This task is to restate all of the entries exactly.
════════
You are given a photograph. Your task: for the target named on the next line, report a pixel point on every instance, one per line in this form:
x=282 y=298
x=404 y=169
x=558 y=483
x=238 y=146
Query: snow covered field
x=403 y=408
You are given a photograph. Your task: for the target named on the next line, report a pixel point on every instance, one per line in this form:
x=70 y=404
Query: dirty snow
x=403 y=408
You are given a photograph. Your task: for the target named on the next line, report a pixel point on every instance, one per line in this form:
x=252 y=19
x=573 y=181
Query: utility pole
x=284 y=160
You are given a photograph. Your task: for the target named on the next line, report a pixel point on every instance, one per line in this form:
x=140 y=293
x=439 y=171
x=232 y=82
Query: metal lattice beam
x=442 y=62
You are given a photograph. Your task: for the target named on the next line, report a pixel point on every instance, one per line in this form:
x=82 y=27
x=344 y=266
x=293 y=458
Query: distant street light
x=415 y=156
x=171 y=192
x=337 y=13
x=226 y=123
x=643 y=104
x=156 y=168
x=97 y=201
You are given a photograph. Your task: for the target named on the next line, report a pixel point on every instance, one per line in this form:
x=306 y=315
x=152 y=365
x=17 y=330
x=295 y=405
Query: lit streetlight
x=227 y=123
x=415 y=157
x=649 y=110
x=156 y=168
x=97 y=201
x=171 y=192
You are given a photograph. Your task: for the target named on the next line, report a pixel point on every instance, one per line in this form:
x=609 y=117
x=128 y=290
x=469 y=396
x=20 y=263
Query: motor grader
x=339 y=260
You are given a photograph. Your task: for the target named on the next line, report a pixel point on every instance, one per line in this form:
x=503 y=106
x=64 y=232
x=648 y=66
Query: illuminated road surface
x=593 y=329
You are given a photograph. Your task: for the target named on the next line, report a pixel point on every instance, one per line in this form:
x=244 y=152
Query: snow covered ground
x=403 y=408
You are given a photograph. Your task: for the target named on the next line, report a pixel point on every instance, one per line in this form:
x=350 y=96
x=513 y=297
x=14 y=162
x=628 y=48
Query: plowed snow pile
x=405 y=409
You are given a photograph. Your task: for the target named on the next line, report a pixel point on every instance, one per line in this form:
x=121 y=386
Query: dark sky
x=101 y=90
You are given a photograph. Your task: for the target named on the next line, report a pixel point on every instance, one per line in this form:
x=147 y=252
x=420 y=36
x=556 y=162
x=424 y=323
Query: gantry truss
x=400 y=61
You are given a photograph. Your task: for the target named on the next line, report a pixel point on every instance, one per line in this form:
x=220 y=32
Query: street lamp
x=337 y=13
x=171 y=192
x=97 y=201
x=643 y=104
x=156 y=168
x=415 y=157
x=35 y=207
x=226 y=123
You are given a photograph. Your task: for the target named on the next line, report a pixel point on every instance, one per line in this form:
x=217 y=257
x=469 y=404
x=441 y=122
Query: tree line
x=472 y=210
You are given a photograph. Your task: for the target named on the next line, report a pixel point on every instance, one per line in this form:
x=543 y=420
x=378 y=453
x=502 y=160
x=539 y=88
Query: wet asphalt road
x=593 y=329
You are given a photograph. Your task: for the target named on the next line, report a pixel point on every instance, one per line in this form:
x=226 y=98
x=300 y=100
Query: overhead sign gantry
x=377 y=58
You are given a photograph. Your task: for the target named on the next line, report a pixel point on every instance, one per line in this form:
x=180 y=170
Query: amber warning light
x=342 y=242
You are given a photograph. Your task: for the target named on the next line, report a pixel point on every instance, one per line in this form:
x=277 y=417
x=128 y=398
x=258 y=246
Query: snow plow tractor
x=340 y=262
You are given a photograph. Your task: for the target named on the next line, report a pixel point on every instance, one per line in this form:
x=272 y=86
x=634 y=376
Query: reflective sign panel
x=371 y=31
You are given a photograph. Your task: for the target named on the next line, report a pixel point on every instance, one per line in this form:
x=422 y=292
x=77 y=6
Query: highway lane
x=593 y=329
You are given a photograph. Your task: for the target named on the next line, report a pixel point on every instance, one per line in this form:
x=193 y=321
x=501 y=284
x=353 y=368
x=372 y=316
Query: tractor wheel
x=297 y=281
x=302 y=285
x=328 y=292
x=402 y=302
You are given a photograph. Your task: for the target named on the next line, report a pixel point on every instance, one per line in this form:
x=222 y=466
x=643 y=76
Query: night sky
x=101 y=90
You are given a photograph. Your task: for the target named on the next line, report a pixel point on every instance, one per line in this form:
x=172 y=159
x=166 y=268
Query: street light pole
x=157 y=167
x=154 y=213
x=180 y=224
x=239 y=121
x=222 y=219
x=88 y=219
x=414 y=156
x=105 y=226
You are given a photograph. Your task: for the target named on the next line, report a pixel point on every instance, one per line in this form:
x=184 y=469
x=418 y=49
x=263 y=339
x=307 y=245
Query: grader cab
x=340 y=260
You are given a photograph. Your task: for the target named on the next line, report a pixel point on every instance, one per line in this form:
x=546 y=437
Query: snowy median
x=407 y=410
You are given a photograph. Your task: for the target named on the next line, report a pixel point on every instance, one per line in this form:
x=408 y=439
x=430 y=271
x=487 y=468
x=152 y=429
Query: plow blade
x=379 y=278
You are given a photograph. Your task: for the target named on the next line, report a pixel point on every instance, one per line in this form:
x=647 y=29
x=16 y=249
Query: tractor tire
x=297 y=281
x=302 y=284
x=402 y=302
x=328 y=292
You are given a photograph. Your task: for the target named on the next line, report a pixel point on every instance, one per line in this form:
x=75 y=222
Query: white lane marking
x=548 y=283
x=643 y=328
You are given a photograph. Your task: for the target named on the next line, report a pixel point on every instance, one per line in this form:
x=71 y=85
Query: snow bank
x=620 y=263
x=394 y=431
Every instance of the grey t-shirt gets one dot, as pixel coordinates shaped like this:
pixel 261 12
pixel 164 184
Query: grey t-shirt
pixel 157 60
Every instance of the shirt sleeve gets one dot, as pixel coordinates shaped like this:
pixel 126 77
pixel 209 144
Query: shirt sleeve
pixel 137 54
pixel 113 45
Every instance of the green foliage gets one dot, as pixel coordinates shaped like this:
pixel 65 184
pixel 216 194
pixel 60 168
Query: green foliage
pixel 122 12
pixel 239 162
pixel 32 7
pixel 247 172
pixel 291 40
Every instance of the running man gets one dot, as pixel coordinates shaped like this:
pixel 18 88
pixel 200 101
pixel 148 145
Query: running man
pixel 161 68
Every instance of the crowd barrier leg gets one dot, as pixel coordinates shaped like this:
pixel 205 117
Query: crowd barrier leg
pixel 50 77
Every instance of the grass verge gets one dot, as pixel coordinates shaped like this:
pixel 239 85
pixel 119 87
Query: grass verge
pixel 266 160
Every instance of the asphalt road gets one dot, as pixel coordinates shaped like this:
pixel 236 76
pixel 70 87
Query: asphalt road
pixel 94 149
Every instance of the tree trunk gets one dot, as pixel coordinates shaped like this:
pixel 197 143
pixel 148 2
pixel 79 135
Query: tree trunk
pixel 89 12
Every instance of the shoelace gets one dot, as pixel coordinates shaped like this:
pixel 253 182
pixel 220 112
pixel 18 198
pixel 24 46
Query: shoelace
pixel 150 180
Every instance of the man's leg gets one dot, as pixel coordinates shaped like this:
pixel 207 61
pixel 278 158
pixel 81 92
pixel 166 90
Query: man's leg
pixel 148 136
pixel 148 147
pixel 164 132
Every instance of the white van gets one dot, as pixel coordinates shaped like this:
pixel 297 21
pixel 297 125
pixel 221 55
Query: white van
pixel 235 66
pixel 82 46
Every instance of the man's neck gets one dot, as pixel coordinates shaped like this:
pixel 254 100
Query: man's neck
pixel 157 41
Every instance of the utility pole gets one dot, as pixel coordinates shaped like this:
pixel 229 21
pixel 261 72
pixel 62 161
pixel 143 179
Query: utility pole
════════
● **Answer for the task**
You are given a photograph. Your task: for the target named on the next line, report a pixel point on every instance, one per line in this form:
x=282 y=298
x=404 y=169
x=558 y=483
x=238 y=146
Query: snow covered field
x=403 y=408
You are given a photograph. Your task: for the target named on the next line, report a pixel point on every instance, one per line in this form:
x=70 y=404
Query: dirty snow
x=403 y=408
You are given a photograph. Your task: for the target named on the next line, report a pixel point on every instance, one per line in this form:
x=252 y=19
x=573 y=181
Query: utility pole
x=284 y=160
You are given a photograph. Your task: for the target named on the next line, report a pixel point on every instance, one per line in this form:
x=140 y=293
x=439 y=171
x=232 y=82
Query: metal lattice beam
x=442 y=62
You are given a photograph. Your task: for the target named on the next line, report a pixel point on every instance, one per line in this form:
x=82 y=27
x=344 y=266
x=293 y=458
Query: distant street light
x=415 y=156
x=171 y=192
x=337 y=13
x=226 y=123
x=643 y=104
x=156 y=168
x=97 y=201
You are given a photograph. Your task: for the target named on the next line, report a pixel point on every instance, one per line in this form:
x=306 y=315
x=152 y=365
x=17 y=330
x=295 y=405
Query: lit streetlight
x=227 y=123
x=415 y=157
x=649 y=110
x=156 y=168
x=97 y=201
x=171 y=192
You are given a photograph. Your task: for the target named on the next line, report a pixel point on every instance, one per line in this form:
x=609 y=117
x=128 y=290
x=469 y=396
x=20 y=263
Query: motor grader
x=339 y=260
You are given a photograph. Your task: for the target named on the next line, report a pixel point on every instance, one per line in this form:
x=503 y=106
x=64 y=232
x=648 y=66
Query: illuminated road surface
x=593 y=329
You are given a photograph. Your task: for the target named on the next line, report a pixel point on every instance, one per line in this form:
x=244 y=152
Query: snow covered ground
x=403 y=408
You are given a photograph. Your task: for the target named on the next line, report a pixel point on every instance, one per line in this form:
x=350 y=96
x=513 y=297
x=14 y=162
x=628 y=48
Query: plowed snow pile
x=405 y=409
You are given a photograph. Your task: for the target named on the next line, report a pixel point on every instance, one per line in this form:
x=121 y=386
Query: dark sky
x=101 y=90
You are given a photograph. Your task: for the target named on the next line, report a pixel point on every instance, one per line in this form:
x=147 y=252
x=420 y=36
x=556 y=162
x=424 y=323
Query: gantry truss
x=400 y=61
You are given a photograph. Your task: for the target named on the next line, report a pixel point on every instance, one per line in this form:
x=220 y=32
Query: street lamp
x=337 y=13
x=171 y=192
x=97 y=201
x=643 y=104
x=156 y=168
x=415 y=157
x=35 y=207
x=226 y=123
You are given a photograph. Your task: for the target named on the next line, report a pixel point on every instance, one per line in this form:
x=217 y=257
x=469 y=404
x=441 y=122
Query: tree line
x=472 y=210
You are given a photograph. Your task: for the target named on the next line, report a pixel point on every instance, one per line in this form:
x=543 y=420
x=378 y=453
x=502 y=160
x=539 y=88
Query: wet asphalt road
x=593 y=329
You are given a photograph. Your task: for the target named on the next line, report a pixel point on every instance, one per line in this form:
x=226 y=98
x=300 y=100
Query: overhead sign gantry
x=377 y=58
You are given a photograph. Your task: for the target named on the next line, report a pixel point on every instance, one per line in this form:
x=180 y=170
Query: amber warning light
x=342 y=242
You are given a photograph. Your task: for the target named on the next line, report a pixel point on every instance, one per line in this form:
x=277 y=417
x=128 y=398
x=258 y=246
Query: snow plow tractor
x=340 y=262
You are given a photograph. Your task: for the target named on the next line, report a pixel point on every instance, one per line in this form:
x=272 y=86
x=634 y=376
Query: reflective sign panel
x=371 y=31
You are given a photograph. Your task: for the target named on the next line, report a pixel point on every instance, one per line in this form:
x=422 y=292
x=77 y=6
Query: highway lane
x=593 y=329
You are given a photograph. Your task: for the target named on the next line, report a pixel point on every instance, one per line in this form:
x=193 y=321
x=501 y=284
x=353 y=368
x=372 y=316
Query: tractor wheel
x=297 y=281
x=302 y=285
x=328 y=292
x=402 y=302
You are given a photograph. Your task: for the target named on the next line, report a pixel point on every instance, one per line in this form:
x=222 y=466
x=643 y=76
Query: night sky
x=101 y=90
You are given a photograph. Your task: for the target named on the next line, report a pixel point on every instance, one per line in this form:
x=172 y=159
x=166 y=268
Query: street light pole
x=157 y=167
x=154 y=213
x=180 y=224
x=239 y=121
x=222 y=219
x=88 y=219
x=414 y=156
x=105 y=226
You are given a photograph. Your task: for the target named on the next line, report a pixel point on every instance, one per line in this form:
x=184 y=469
x=418 y=49
x=263 y=339
x=307 y=245
Query: grader cab
x=340 y=260
You are given a photograph. Your task: for the target named on the next line, report a pixel point on every instance, one per line in this form:
x=546 y=437
Query: snowy median
x=407 y=410
You are given a photograph. Your task: for the target named on the next line, report a pixel point on every instance, one per line in this form:
x=408 y=439
x=430 y=271
x=487 y=468
x=152 y=429
Query: plow blade
x=379 y=278
You are given a photograph. Your task: for the target named on the next line, report a pixel point on every instance, one per line in this form:
x=647 y=29
x=16 y=249
Query: tractor tire
x=297 y=281
x=302 y=284
x=402 y=302
x=328 y=292
You are given a photograph. Your task: for the target named on the next line, report a pixel point on every instance, one per line in this form:
x=75 y=222
Query: white lane marking
x=548 y=283
x=643 y=328
You are given a photograph. Your task: for the target named on the next line, report a pixel point on every instance, one per line in this form:
x=71 y=85
Query: snow bank
x=620 y=263
x=394 y=431
Every instance of the grey t-shirt gets one dot, as pixel coordinates shaped like this:
pixel 261 12
pixel 164 184
Query: grey t-shirt
pixel 157 60
Every instance of the shirt sleeve gets one dot, as pixel coordinates shaped like this:
pixel 126 77
pixel 209 144
Query: shirt sleeve
pixel 137 54
pixel 113 45
Every instance of the green foliage gets one dot, as pixel coordinates shaped like this:
pixel 65 184
pixel 216 194
pixel 60 168
Query: green foliage
pixel 122 12
pixel 239 162
pixel 32 7
pixel 247 172
pixel 291 40
Every instance of the running man gets one dot, as pixel coordinates shaped like this:
pixel 18 88
pixel 200 101
pixel 148 145
Query: running man
pixel 161 68
Every instance of the crowd barrier leg gets one dot, as pixel coordinates shaped like this:
pixel 205 117
Query: crowd barrier leg
pixel 50 77
Every instance of the grass verge gets one dot, as pixel coordinates shaped like this:
pixel 239 85
pixel 119 87
Query: grass verge
pixel 266 160
Every instance of the asphalt road gets one dot, as pixel coordinates shaped like this:
pixel 236 76
pixel 70 87
Query: asphalt road
pixel 94 149
Every instance of the tree trunk gets one dot, as pixel coordinates shaped like this:
pixel 197 143
pixel 148 2
pixel 79 135
Query: tree trunk
pixel 89 12
Every instance of the shoelace gets one dot, as pixel coordinates shaped like this:
pixel 253 182
pixel 220 112
pixel 18 198
pixel 24 46
Query: shoelace
pixel 150 180
Every instance of the man's leg gets one dot, as pixel coordinates shaped like this:
pixel 207 61
pixel 278 158
pixel 81 92
pixel 166 90
Query: man's leg
pixel 148 136
pixel 148 147
pixel 164 132
Every instance of the white van gets one dot, as pixel coordinates shaped like this:
pixel 297 21
pixel 297 125
pixel 221 55
Query: white van
pixel 235 66
pixel 82 46
Every instance of the man's neck gets one dot, as pixel coordinates shaped like this:
pixel 254 100
Query: man's neck
pixel 157 41
Every instance of the utility pole gets one dot, as pixel coordinates shaped like this:
pixel 229 21
pixel 261 72
pixel 62 161
pixel 143 179
Query: utility pole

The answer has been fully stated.